Although sasaeng fan activity has caused K-pop celebrities difficulties since the 1990s, for many years Korea had no special laws to prevent or to penalize celebrity stalking. A sasaeng fan incident involving the band Sanulrim's lead vocalist, Kim Changwan, moved the government to act. Kim Changwan was stalked by one of his fans for over 10 years, and he eventually accused the fan of stalking. After serving a jail term of 1 year, the fan resumed following the singer, ultimately assaulting him and breaking his nose. The law was amended to include an offense of "Persistent harassment", or stalking, in 2011.

This clause, added to South Korea's Minor Offenses Act in February 2011, was aimed at protecting idols from overzealous fans. That same year, the South Korean government's Korea Creative Content Agency reportedly founded a support center for celebrities to offer counseling services "to relieve [celebrities] of any psychological stress."

The Minor Offences Act was revised in March 2013 to impose a fine of KRW 80,000 (about US$72 at the time) for a conviction of stalking. Increased concerns, and a rising number of stalking victims, led to introduction of a new South Korean bill in February 2016 to increase the maximum penalty for stalking to KRW 20 million (about US$17,000 at the time) and two years in jail.

*Provided material*:
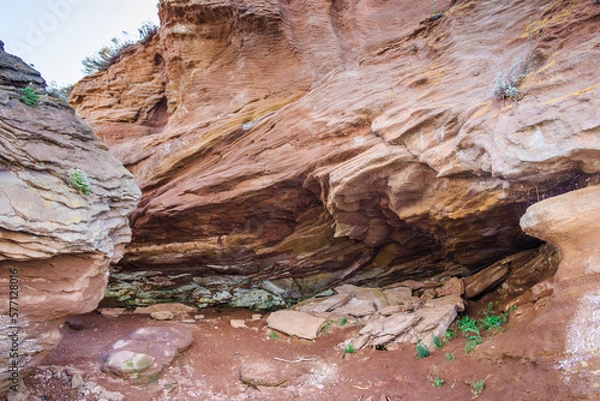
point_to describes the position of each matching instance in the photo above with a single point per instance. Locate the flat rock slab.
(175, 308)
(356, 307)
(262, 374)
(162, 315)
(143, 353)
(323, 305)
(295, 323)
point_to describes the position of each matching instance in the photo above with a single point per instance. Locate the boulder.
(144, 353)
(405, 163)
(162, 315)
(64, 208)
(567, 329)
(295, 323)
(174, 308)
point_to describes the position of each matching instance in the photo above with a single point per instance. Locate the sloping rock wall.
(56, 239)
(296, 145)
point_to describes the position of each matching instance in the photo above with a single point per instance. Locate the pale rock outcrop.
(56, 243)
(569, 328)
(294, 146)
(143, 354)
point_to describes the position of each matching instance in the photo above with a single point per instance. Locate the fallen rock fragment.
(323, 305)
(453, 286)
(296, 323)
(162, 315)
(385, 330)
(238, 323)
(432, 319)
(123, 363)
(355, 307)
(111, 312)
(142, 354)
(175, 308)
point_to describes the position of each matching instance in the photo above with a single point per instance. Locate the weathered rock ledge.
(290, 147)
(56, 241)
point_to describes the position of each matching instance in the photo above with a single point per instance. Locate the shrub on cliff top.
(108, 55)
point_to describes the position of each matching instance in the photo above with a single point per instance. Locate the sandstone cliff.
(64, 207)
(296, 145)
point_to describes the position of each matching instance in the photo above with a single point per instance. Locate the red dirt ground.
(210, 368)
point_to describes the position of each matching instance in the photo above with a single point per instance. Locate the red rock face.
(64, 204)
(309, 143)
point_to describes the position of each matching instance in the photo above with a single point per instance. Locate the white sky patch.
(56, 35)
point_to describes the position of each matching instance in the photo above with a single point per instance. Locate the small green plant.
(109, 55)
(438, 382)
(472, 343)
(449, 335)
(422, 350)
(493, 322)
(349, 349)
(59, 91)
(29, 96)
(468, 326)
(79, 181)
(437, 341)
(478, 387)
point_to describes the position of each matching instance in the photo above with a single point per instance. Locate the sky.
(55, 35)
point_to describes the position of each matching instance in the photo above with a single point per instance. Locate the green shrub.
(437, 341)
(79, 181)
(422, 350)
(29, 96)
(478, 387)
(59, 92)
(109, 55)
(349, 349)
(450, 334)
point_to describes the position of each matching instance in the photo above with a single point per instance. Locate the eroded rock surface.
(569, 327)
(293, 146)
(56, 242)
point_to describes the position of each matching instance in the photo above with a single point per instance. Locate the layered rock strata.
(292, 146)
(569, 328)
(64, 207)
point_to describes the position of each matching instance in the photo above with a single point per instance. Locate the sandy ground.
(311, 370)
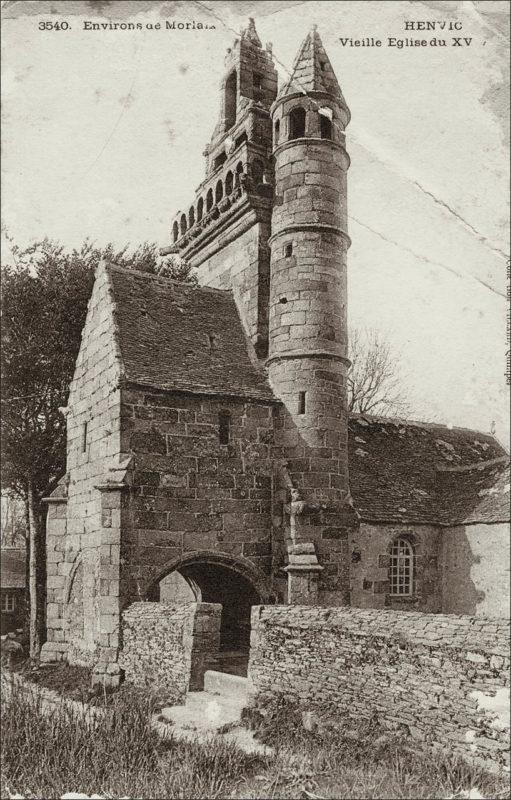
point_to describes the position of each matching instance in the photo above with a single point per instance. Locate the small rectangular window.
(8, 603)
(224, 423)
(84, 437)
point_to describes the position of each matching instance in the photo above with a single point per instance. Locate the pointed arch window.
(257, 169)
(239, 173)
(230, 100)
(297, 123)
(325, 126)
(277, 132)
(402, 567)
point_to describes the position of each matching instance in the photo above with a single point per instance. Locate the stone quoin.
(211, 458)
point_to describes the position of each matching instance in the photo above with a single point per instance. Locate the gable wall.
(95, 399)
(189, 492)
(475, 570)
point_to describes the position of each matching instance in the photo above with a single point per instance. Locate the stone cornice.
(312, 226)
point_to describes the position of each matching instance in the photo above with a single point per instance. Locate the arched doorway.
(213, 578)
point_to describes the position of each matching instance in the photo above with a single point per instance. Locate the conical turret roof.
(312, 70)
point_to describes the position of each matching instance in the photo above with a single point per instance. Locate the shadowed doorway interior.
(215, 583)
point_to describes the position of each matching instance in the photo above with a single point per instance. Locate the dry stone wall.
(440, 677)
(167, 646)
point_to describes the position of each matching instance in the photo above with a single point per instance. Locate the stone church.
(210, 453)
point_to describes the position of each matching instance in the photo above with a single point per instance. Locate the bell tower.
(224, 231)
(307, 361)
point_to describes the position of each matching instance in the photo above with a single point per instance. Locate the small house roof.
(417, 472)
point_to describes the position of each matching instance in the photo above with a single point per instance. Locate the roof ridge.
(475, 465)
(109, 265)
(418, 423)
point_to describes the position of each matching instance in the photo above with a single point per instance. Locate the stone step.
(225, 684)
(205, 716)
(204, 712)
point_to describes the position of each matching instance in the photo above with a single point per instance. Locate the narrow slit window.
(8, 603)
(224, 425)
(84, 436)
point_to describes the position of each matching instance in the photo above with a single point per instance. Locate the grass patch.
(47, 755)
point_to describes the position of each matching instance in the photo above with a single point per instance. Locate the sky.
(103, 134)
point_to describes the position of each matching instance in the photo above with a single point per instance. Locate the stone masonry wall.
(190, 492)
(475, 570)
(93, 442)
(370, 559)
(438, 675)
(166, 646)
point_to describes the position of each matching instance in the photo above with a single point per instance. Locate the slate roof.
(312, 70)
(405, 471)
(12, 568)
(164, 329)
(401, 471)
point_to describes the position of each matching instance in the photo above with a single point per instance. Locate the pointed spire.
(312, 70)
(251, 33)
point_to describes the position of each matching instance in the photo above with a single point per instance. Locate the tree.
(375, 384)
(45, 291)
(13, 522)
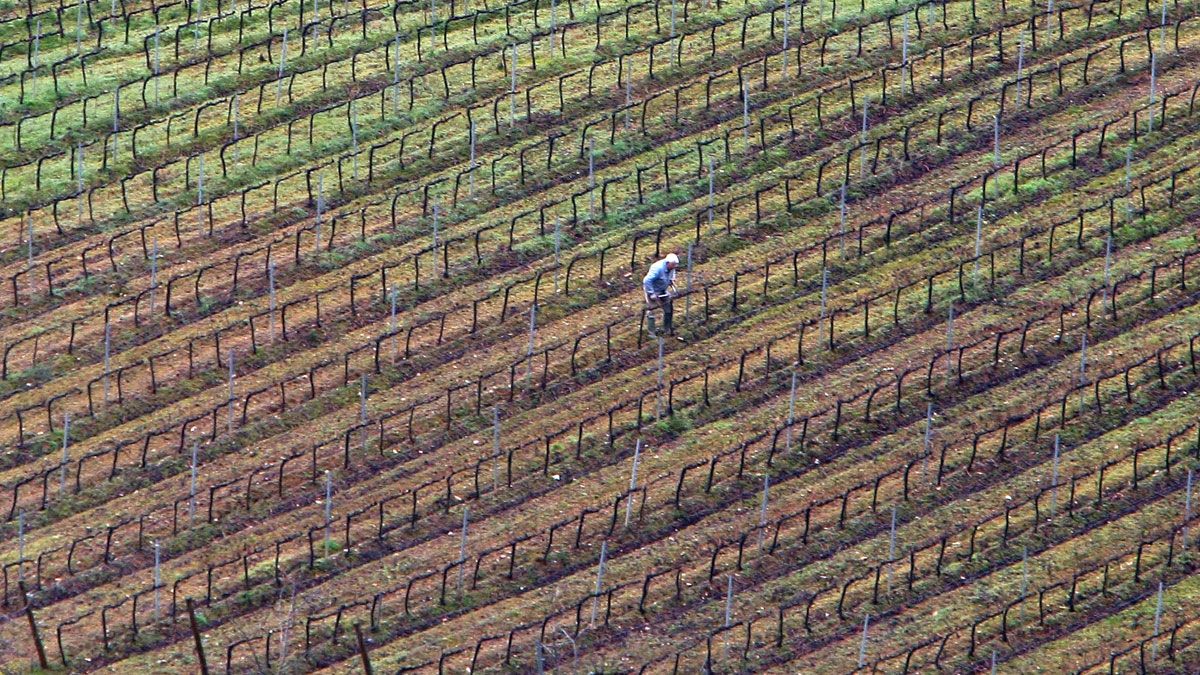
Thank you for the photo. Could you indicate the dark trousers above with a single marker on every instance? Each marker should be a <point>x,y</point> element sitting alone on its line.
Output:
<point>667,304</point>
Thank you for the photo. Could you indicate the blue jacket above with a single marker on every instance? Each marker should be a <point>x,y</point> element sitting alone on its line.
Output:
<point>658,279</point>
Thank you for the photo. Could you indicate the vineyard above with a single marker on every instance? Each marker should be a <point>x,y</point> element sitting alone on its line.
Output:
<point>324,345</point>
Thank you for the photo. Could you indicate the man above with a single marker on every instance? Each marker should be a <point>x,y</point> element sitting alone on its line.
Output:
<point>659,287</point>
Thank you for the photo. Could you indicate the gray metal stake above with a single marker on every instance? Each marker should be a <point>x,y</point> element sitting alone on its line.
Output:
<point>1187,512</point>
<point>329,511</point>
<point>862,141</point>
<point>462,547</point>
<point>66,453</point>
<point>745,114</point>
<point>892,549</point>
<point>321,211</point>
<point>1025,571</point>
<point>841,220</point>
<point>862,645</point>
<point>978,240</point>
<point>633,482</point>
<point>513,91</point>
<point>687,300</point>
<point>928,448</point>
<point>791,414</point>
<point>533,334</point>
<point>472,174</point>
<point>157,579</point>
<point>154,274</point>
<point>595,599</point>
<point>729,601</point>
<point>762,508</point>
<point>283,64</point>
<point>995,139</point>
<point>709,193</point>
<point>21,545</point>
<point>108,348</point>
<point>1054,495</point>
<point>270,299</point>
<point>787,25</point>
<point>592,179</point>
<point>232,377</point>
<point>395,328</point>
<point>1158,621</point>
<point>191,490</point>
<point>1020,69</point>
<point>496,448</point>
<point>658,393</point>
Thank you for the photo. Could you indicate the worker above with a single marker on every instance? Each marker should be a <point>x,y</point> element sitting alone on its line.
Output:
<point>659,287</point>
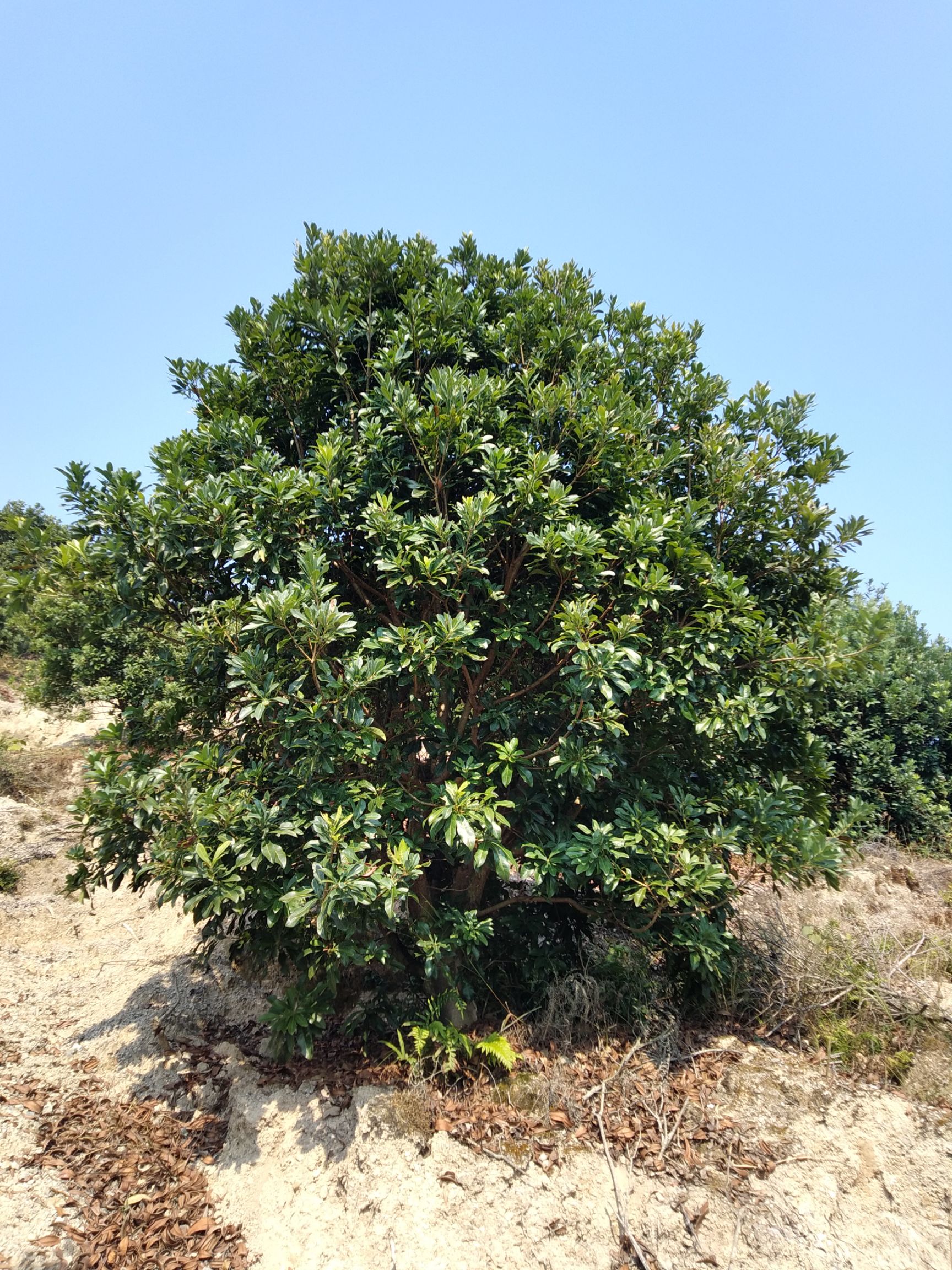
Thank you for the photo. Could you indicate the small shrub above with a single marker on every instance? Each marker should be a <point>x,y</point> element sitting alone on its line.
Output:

*Task objective*: Please copy out the full passage on South Korea's stalking laws and sasaeng fans, word for word.

*Full output*:
Although sasaeng fan activity has caused K-pop celebrities difficulties since the 1990s, for many years Korea had no special laws to prevent or to penalize celebrity stalking. A sasaeng fan incident involving the band Sanulrim's lead vocalist, Kim Changwan, moved the government to act. Kim Changwan was stalked by one of his fans for over 10 years, and he eventually accused the fan of stalking. After serving a jail term of 1 year, the fan resumed following the singer, ultimately assaulting him and breaking his nose. The law was amended to include an offense of "Persistent harassment", or stalking, in 2011.

This clause, added to South Korea's Minor Offenses Act in February 2011, was aimed at protecting idols from overzealous fans. That same year, the South Korean government's Korea Creative Content Agency reportedly founded a support center for celebrities to offer counseling services "to relieve [celebrities] of any psychological stress."

The Minor Offences Act was revised in March 2013 to impose a fine of KRW 80,000 (about US$72 at the time) for a conviction of stalking. Increased concerns, and a rising number of stalking victims, led to introduction of a new South Korean bill in February 2016 to increase the maximum penalty for stalking to KRW 20 million (about US$17,000 at the time) and two years in jail.